··· THE RECORDS ···

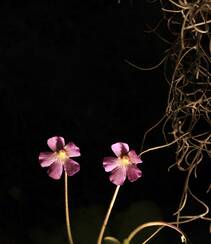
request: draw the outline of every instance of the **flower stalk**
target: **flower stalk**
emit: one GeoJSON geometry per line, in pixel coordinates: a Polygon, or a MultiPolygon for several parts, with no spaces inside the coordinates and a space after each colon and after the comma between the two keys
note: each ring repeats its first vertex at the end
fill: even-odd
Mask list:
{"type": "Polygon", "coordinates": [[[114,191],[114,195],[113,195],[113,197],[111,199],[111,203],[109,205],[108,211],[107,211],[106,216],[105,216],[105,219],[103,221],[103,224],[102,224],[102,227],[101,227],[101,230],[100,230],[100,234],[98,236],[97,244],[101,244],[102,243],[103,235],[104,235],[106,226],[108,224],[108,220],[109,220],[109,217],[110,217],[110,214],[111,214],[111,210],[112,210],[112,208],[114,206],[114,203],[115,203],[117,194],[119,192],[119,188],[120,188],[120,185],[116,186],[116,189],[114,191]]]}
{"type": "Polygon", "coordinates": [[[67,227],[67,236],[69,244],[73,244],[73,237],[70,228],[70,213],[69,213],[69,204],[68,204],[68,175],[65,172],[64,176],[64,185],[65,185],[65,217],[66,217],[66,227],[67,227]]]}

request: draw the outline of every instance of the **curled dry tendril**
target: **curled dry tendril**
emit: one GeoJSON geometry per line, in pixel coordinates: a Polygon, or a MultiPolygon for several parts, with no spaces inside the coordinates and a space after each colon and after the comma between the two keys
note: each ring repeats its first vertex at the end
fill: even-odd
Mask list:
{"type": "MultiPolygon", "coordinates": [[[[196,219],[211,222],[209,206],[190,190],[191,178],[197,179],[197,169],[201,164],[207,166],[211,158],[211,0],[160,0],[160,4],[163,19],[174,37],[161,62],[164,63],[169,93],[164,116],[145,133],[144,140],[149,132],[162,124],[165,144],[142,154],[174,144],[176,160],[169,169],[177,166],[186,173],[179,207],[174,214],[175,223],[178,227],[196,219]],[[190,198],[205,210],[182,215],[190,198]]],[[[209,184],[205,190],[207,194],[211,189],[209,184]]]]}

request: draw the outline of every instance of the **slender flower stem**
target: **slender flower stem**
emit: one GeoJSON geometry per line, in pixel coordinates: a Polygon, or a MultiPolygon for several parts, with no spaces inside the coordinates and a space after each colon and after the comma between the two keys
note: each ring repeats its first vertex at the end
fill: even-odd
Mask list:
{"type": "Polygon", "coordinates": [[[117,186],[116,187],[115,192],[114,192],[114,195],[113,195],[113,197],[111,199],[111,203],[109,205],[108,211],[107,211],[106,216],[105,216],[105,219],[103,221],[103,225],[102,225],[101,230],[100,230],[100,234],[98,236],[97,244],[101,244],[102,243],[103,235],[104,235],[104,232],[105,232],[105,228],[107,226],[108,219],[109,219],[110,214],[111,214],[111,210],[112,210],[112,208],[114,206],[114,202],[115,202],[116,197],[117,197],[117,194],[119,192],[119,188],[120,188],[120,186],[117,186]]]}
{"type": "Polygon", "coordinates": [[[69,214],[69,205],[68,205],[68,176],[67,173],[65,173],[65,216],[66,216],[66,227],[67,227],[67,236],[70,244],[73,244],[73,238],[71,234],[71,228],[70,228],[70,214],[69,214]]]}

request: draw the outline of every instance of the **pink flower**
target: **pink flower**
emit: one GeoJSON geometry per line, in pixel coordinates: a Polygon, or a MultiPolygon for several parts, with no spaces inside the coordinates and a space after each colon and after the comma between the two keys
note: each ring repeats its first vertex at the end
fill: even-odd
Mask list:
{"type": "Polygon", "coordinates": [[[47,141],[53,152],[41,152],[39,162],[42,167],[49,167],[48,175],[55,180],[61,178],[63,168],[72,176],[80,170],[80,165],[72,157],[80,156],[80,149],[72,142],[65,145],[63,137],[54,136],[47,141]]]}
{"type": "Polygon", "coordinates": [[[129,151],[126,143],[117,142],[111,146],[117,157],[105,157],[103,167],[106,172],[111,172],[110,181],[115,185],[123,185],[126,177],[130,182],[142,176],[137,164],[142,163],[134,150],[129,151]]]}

···
··· THE RECORDS ···

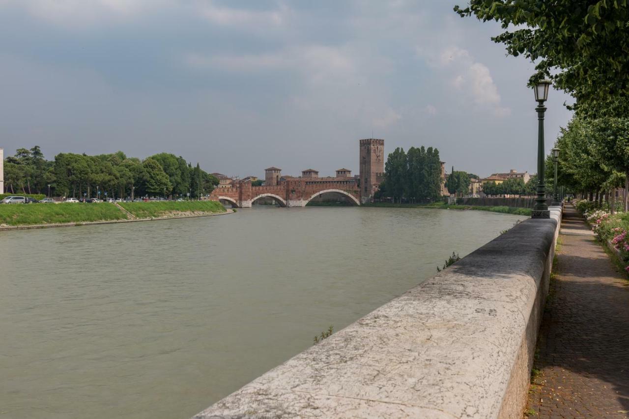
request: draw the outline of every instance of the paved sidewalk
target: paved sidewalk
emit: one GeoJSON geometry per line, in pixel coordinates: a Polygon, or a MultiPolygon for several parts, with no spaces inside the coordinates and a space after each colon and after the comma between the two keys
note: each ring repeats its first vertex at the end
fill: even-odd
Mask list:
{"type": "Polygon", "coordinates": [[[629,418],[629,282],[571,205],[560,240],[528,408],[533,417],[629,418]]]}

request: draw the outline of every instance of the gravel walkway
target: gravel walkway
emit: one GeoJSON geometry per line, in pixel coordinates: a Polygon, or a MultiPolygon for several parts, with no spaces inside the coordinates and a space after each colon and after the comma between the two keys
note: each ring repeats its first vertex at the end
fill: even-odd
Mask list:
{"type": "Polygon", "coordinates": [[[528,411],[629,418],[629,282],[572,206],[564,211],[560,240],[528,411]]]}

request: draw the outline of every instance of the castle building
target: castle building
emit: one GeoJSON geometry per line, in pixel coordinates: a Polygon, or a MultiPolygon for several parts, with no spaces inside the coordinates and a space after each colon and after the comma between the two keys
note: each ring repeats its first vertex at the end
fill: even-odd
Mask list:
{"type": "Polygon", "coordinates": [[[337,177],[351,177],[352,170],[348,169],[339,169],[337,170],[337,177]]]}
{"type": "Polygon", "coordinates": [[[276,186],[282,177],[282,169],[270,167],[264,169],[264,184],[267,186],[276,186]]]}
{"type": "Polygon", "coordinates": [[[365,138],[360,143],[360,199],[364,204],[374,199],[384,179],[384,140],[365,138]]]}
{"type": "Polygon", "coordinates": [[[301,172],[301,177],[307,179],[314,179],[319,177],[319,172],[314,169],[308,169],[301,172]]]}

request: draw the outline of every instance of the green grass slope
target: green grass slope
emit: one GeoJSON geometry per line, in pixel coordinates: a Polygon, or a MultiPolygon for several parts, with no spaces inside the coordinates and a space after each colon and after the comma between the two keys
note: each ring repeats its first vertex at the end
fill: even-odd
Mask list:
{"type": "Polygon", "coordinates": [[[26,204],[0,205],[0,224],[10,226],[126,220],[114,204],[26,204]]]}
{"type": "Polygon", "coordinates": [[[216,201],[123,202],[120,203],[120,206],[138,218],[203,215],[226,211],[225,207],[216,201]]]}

···
··· THE RECORDS ···

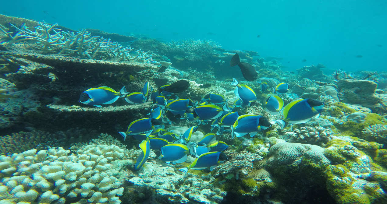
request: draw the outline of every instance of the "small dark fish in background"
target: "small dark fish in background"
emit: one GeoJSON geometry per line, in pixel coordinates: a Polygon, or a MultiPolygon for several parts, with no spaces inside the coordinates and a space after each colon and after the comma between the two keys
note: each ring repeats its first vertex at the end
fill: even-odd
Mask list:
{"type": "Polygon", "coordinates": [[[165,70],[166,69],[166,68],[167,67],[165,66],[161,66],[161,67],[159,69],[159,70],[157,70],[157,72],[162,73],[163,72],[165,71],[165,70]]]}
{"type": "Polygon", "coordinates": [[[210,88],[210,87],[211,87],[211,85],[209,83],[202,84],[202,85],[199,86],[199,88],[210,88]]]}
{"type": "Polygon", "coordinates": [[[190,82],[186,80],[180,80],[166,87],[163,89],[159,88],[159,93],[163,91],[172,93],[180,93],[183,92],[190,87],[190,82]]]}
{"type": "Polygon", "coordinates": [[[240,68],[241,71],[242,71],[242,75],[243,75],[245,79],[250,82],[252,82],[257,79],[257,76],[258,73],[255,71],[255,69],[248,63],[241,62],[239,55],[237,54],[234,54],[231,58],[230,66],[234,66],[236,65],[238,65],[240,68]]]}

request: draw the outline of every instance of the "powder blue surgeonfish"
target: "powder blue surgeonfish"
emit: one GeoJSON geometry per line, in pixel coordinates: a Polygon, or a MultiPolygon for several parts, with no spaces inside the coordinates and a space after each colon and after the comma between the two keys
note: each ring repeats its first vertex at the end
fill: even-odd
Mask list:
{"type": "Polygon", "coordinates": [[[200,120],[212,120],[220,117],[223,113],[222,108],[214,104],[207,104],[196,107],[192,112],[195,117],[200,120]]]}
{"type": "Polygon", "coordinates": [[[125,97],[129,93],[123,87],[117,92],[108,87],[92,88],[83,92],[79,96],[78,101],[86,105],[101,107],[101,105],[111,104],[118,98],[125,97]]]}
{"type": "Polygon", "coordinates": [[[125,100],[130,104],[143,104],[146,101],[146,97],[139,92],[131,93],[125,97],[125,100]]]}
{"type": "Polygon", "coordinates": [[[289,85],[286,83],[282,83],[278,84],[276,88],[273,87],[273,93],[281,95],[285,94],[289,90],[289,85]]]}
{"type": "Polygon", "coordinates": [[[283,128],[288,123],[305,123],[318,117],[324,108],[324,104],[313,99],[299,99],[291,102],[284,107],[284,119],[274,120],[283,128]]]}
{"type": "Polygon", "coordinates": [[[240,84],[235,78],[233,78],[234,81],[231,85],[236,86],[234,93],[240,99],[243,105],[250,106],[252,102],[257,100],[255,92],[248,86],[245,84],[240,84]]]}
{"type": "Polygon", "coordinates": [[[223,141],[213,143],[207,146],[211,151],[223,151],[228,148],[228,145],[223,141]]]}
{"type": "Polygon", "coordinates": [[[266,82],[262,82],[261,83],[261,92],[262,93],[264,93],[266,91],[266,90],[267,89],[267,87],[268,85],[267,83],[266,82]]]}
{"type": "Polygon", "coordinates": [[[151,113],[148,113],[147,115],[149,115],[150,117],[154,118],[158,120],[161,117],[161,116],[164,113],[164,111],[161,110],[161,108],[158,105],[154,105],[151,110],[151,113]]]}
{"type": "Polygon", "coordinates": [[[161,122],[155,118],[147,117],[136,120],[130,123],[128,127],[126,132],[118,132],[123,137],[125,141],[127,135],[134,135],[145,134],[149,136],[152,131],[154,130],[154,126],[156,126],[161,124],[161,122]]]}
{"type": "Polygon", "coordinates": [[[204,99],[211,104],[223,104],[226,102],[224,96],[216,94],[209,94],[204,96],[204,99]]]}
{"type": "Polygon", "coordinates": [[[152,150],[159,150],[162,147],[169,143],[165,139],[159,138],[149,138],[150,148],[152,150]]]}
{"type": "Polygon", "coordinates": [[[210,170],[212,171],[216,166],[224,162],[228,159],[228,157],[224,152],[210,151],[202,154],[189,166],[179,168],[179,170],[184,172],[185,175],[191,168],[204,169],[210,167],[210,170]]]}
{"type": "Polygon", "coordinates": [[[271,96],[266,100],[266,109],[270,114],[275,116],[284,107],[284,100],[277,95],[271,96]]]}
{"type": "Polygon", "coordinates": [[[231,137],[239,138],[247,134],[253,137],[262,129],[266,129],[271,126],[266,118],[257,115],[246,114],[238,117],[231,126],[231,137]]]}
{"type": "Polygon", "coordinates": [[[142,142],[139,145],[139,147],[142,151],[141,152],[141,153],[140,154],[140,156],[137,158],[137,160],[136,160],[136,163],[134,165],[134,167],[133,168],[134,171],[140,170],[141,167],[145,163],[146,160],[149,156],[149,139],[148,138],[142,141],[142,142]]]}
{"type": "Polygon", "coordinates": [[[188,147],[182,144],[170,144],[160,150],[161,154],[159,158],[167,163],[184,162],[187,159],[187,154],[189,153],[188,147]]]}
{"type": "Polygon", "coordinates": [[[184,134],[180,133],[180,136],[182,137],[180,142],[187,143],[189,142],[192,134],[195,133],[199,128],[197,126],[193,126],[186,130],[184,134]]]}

···

• TO BE DONE
Find each line in the listing above that contains the word "slope" and copy those lines.

• ANSWER TO THE PROBLEM
request: draw the outline of every instance of the green grass slope
target: green grass slope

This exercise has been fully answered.